Written instruction: List every line of the data below that contains the word "tree", and treat uppercase and lowercase letters as distinct.

Available data:

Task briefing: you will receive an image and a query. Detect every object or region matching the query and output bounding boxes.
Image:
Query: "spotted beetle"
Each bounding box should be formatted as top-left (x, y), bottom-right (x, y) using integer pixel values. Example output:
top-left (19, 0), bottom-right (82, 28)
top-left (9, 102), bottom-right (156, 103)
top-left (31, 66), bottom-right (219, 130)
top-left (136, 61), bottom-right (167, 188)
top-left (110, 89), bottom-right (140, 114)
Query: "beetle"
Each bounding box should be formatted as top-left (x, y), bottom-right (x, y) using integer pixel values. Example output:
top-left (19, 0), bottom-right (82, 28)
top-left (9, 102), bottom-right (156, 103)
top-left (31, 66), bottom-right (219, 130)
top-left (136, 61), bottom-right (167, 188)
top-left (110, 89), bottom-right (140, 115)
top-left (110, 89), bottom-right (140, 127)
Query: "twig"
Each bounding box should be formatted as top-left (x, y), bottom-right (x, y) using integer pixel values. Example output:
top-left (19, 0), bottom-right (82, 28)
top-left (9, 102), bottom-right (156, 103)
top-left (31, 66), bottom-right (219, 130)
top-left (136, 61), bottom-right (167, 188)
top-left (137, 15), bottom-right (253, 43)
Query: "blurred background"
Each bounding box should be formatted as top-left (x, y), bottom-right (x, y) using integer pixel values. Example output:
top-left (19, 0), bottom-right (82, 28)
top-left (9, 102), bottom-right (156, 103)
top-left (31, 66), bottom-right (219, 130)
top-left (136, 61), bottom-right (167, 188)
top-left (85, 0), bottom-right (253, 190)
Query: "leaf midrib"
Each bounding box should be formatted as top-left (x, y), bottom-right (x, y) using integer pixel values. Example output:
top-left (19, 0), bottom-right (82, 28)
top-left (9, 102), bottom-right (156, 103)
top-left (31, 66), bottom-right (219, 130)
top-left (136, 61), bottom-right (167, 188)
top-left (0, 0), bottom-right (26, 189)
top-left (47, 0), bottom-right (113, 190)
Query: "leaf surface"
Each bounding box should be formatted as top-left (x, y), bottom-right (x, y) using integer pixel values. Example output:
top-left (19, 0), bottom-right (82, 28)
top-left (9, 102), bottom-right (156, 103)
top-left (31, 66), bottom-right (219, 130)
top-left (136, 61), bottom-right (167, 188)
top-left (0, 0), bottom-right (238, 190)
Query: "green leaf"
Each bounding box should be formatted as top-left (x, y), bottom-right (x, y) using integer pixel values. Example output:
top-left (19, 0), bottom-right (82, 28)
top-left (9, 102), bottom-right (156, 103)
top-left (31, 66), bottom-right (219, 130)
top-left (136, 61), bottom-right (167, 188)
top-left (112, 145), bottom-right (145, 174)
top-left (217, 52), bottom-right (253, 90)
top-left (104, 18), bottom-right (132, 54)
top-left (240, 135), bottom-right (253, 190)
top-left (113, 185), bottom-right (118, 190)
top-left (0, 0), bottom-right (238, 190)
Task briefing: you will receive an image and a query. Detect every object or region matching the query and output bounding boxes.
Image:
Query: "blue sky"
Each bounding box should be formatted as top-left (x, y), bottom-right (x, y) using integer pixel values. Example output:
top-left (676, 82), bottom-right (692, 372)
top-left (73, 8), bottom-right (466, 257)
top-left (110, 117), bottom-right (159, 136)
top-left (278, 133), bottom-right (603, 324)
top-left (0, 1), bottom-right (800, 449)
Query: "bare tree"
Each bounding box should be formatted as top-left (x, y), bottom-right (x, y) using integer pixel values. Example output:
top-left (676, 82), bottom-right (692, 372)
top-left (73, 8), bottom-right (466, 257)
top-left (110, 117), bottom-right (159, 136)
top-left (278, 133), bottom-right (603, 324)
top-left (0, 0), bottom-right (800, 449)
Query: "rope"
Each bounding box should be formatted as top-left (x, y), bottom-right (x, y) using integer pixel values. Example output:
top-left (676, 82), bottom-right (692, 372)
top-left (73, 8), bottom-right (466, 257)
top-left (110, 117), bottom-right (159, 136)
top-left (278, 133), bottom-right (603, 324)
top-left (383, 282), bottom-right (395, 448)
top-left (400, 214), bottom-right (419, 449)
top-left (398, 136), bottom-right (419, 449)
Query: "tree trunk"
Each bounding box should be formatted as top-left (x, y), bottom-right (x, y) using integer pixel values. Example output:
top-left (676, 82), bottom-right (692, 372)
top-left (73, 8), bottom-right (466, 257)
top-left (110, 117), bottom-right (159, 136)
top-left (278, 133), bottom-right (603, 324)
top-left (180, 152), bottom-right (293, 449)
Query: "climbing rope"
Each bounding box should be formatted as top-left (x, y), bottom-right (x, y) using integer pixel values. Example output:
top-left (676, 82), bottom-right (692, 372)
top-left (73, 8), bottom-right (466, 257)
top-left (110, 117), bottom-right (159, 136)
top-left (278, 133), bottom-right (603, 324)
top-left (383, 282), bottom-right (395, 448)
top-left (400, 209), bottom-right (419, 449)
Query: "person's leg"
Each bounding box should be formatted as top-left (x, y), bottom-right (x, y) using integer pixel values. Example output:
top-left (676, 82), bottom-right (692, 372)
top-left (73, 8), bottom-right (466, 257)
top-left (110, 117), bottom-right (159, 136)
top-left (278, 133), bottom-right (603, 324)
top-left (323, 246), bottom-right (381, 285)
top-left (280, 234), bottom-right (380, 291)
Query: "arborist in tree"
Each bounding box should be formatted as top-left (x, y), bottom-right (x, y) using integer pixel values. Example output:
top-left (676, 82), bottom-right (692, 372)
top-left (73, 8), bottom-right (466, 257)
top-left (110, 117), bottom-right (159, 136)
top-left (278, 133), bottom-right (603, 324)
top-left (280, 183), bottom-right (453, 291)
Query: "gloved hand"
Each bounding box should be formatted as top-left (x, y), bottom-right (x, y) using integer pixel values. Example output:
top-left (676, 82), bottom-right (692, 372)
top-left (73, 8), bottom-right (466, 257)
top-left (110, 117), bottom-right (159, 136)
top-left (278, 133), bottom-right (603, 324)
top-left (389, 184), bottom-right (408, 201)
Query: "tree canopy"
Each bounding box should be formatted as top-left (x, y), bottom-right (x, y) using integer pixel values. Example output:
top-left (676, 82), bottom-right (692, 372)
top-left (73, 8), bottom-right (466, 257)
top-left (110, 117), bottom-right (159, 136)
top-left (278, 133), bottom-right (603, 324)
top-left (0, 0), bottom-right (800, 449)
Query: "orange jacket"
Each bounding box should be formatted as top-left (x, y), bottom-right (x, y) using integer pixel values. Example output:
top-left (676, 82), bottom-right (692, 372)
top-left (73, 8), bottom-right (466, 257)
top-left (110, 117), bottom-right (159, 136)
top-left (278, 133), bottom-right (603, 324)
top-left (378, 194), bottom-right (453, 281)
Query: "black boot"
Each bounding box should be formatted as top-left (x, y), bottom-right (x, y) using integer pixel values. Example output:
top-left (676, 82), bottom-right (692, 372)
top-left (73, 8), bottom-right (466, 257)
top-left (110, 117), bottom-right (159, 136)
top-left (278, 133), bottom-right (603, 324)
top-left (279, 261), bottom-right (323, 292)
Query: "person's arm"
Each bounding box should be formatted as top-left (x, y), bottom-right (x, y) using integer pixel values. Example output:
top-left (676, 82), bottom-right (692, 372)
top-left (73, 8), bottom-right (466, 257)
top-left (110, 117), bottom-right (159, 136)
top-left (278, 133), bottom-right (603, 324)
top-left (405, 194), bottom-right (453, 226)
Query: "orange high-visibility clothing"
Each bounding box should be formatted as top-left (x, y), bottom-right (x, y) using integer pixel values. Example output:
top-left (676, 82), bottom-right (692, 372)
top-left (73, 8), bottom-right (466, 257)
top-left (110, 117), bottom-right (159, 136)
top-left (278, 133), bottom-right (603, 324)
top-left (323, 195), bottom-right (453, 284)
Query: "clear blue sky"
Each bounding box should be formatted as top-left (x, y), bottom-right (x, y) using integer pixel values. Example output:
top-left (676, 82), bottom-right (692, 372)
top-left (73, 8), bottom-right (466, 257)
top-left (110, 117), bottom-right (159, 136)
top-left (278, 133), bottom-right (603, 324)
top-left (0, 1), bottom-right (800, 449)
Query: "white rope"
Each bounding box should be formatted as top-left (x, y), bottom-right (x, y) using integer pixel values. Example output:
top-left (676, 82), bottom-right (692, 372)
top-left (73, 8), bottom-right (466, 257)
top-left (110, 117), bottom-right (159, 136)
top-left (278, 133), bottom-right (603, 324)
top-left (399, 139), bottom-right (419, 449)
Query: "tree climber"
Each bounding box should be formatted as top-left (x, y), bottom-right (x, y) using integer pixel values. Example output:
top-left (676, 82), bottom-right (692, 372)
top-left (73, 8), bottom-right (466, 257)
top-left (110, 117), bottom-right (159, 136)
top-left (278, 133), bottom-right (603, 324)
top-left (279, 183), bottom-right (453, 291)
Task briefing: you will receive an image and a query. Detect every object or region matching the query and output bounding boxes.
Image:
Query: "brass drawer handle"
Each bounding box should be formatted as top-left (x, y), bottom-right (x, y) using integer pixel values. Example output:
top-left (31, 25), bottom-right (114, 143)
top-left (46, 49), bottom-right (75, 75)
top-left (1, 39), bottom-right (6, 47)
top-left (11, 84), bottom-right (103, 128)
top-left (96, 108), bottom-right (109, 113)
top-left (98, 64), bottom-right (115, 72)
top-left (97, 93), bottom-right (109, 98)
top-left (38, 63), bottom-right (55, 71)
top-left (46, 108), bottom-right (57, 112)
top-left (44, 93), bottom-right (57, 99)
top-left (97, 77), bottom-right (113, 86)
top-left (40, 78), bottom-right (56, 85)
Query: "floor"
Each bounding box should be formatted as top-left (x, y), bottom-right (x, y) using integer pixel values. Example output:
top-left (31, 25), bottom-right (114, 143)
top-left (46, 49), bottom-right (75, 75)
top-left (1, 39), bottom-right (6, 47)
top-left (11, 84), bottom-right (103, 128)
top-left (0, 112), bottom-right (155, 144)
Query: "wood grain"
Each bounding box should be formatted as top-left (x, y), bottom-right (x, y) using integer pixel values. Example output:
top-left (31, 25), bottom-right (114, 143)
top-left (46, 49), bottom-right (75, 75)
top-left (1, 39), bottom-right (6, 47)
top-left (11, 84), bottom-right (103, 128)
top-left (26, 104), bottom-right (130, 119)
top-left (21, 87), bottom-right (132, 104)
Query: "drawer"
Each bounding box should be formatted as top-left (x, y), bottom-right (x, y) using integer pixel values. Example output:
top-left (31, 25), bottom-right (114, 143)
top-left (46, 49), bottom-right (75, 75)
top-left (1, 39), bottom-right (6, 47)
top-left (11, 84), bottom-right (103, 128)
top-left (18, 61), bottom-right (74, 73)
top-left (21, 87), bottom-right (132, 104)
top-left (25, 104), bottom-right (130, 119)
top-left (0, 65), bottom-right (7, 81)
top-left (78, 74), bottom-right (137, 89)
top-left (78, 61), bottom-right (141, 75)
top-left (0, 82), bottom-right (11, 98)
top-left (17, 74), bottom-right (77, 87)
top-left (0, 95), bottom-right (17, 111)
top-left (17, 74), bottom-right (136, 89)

Written response:
Query: "bare tree"
Query: "tree trunk"
Query: "arborist in tree"
Query: "tree canopy"
Query: "tree climber"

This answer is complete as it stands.